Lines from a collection
- - -

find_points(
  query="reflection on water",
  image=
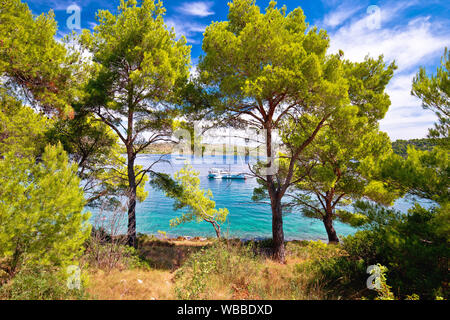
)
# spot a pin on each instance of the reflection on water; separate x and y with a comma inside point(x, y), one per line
point(246, 219)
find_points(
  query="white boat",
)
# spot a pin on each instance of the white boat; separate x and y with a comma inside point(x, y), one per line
point(217, 173)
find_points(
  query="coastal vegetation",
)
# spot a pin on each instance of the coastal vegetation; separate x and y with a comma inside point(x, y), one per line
point(75, 114)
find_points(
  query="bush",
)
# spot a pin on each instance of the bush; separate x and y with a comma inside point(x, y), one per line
point(412, 248)
point(226, 264)
point(40, 284)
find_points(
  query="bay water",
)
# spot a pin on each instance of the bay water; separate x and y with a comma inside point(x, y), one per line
point(246, 219)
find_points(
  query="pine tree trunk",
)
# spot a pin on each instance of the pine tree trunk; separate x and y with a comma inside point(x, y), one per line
point(275, 201)
point(131, 234)
point(277, 232)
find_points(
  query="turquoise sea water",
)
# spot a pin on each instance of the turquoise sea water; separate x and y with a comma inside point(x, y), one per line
point(247, 219)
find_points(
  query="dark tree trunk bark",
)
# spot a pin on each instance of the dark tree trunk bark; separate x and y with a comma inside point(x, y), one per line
point(328, 223)
point(277, 232)
point(131, 234)
point(275, 201)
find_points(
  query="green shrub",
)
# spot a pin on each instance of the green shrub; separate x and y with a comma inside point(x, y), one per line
point(40, 284)
point(231, 264)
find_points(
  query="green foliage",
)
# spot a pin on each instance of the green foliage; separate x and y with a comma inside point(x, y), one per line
point(434, 91)
point(40, 284)
point(423, 174)
point(198, 201)
point(136, 66)
point(41, 211)
point(337, 167)
point(22, 130)
point(411, 246)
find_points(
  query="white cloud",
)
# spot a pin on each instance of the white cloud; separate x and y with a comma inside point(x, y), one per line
point(199, 8)
point(411, 44)
point(187, 29)
point(340, 15)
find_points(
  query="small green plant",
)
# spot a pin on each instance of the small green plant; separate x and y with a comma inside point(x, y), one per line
point(40, 284)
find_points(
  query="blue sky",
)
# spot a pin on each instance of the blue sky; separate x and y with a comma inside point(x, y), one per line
point(414, 33)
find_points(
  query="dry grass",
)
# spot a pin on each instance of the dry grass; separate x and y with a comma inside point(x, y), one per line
point(233, 272)
point(131, 285)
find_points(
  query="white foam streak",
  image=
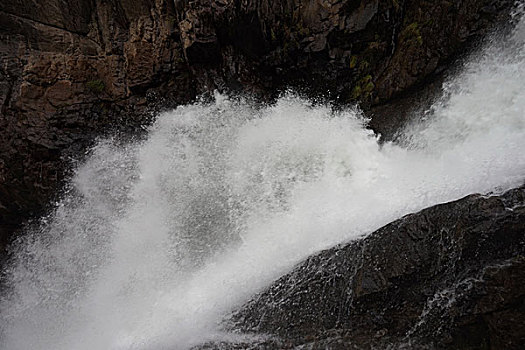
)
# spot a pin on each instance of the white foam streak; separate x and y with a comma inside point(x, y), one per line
point(158, 240)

- - -

**DESCRIPTION OF THE TASK**
Count the lines above that contain the string "grass", treating uppercase and lowercase as distinct, and give only the number.

**ANSWER TO THIS EXERCISE**
2